* **GIVEN ENTRIES**:
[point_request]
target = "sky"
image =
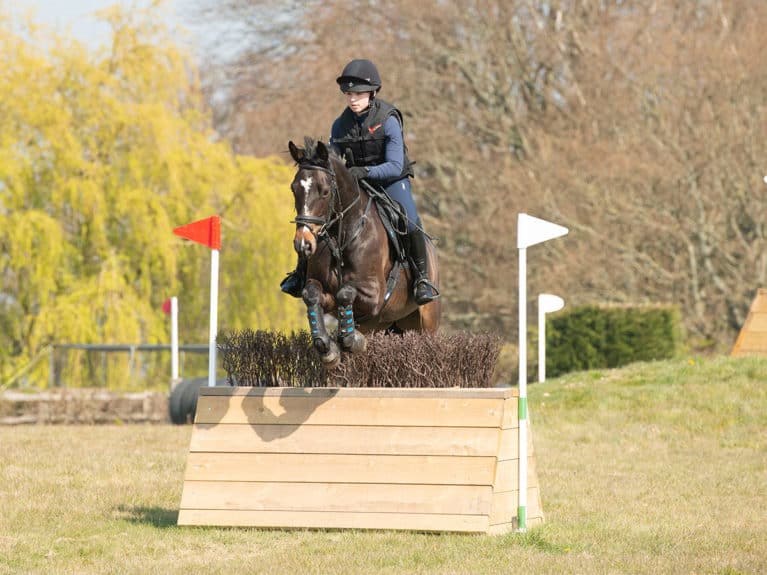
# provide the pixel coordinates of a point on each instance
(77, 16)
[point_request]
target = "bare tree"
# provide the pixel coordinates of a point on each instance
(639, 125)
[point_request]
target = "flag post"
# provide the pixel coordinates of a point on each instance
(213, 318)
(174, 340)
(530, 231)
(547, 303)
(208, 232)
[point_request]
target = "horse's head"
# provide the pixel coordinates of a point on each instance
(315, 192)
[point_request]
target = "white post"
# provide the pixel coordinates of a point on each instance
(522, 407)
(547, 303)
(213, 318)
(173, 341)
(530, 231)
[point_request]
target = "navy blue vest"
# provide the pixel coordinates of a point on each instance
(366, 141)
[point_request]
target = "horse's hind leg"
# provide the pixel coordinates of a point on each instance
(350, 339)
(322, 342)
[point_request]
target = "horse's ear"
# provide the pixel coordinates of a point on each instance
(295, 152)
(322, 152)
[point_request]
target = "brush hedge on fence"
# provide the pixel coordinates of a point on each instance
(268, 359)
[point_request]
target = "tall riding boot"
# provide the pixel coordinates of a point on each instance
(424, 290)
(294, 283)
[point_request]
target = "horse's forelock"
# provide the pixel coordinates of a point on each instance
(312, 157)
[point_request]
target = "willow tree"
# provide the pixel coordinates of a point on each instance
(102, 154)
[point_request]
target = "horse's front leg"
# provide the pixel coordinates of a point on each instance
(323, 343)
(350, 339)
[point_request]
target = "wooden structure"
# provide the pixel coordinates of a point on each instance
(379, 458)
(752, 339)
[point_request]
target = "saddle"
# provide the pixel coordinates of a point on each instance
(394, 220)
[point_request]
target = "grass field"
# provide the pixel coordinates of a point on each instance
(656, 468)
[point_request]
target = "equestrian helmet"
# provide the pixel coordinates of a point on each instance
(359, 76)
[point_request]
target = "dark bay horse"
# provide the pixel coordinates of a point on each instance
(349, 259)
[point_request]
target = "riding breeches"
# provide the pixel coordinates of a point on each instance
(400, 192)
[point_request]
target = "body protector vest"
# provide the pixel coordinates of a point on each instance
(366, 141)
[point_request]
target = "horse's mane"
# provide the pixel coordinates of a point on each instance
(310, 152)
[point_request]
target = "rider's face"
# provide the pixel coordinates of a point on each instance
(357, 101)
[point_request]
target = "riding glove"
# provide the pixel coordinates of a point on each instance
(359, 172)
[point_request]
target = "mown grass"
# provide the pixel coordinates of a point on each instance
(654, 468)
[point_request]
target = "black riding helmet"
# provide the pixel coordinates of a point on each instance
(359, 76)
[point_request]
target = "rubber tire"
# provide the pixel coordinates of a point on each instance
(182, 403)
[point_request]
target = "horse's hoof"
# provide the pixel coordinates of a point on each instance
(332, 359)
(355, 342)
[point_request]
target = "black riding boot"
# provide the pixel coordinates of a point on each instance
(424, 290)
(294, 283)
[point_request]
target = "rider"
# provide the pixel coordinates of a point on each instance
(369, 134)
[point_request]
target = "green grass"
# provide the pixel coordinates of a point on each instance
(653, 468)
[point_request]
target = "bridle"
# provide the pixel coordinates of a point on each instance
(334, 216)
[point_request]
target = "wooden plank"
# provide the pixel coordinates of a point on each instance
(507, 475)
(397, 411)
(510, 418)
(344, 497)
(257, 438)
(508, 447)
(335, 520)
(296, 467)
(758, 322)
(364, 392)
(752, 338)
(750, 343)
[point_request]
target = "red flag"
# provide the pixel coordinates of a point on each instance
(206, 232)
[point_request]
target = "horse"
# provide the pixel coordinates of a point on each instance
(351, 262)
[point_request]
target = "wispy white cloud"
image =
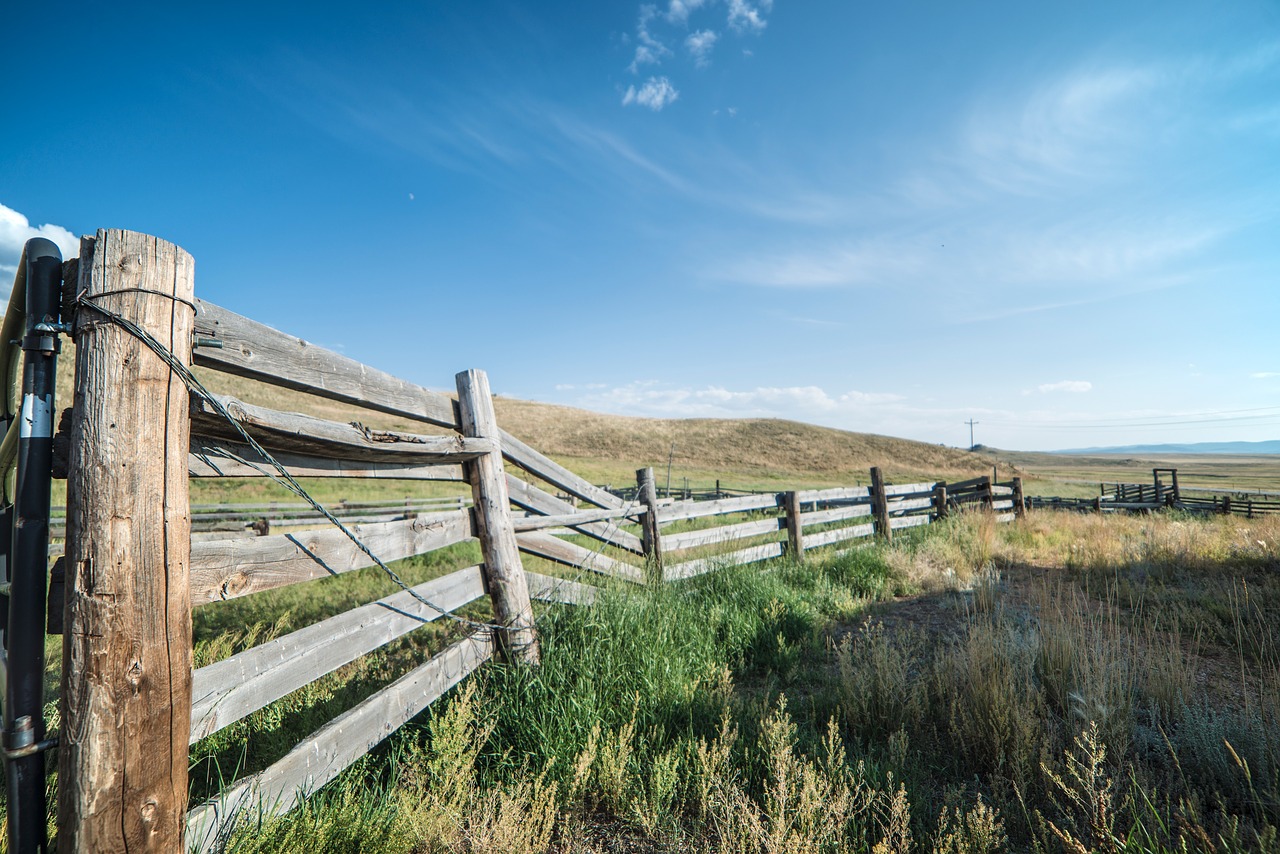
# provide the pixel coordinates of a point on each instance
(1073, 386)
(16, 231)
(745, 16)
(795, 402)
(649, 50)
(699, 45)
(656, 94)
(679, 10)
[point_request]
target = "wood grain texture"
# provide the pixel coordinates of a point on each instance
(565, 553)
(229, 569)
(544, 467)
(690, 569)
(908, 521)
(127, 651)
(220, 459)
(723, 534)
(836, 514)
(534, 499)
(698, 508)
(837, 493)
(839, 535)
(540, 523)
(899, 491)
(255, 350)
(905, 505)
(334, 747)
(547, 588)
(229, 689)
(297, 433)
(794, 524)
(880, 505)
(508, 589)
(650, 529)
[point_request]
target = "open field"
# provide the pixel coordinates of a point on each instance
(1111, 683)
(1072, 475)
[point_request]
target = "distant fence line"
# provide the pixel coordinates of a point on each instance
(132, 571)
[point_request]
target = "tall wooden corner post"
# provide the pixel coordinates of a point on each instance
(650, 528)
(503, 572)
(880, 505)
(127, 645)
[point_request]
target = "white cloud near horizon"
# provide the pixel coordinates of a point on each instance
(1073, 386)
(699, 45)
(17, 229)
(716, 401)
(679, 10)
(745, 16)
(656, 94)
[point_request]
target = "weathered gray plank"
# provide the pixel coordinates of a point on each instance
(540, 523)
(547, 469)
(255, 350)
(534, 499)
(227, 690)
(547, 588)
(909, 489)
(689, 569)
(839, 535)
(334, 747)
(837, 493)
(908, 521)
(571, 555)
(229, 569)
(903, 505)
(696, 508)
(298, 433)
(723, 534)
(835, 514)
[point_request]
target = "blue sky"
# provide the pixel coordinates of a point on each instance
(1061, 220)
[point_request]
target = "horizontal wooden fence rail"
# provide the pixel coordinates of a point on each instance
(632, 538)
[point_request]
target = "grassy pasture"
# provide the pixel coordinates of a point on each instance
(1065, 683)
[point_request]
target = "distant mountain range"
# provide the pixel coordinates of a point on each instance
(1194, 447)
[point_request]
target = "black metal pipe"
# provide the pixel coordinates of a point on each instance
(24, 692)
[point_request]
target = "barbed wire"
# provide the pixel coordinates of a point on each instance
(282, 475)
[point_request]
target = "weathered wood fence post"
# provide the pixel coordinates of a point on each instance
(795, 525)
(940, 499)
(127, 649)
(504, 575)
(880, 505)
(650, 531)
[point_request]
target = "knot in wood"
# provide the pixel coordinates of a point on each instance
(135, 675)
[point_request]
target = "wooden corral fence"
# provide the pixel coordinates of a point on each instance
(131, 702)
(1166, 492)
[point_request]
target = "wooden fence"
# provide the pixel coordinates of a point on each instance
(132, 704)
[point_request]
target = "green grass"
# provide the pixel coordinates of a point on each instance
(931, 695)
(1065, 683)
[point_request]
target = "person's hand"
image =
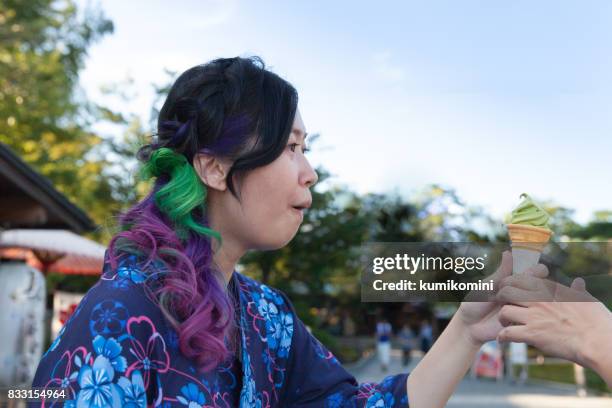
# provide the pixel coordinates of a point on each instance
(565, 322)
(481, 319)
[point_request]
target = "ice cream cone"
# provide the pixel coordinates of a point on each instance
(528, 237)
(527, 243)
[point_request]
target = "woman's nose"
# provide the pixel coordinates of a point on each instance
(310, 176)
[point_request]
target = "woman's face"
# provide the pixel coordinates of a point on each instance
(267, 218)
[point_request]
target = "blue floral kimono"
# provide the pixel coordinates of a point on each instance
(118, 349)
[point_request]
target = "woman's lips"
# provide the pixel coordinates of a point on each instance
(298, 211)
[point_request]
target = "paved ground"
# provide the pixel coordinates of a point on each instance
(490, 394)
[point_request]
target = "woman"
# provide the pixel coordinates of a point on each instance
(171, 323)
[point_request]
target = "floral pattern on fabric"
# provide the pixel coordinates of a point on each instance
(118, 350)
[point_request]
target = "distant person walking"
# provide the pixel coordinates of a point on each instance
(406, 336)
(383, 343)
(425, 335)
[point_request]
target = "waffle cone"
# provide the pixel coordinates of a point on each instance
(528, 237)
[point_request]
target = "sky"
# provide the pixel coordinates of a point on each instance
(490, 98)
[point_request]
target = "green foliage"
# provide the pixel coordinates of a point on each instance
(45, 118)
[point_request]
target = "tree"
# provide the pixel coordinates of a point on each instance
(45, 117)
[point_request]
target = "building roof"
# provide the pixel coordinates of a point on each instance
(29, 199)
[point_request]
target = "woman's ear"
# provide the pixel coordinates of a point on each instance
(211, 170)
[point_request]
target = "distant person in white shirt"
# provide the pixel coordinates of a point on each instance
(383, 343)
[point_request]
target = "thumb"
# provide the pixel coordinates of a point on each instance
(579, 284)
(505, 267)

* **AIM**:
Pick out each line in the entries above that contains the word "boot" and copy those lines in full.

* **REPLY TO THE EXERCISE**:
target = "tall riding boot"
target = "black riding boot"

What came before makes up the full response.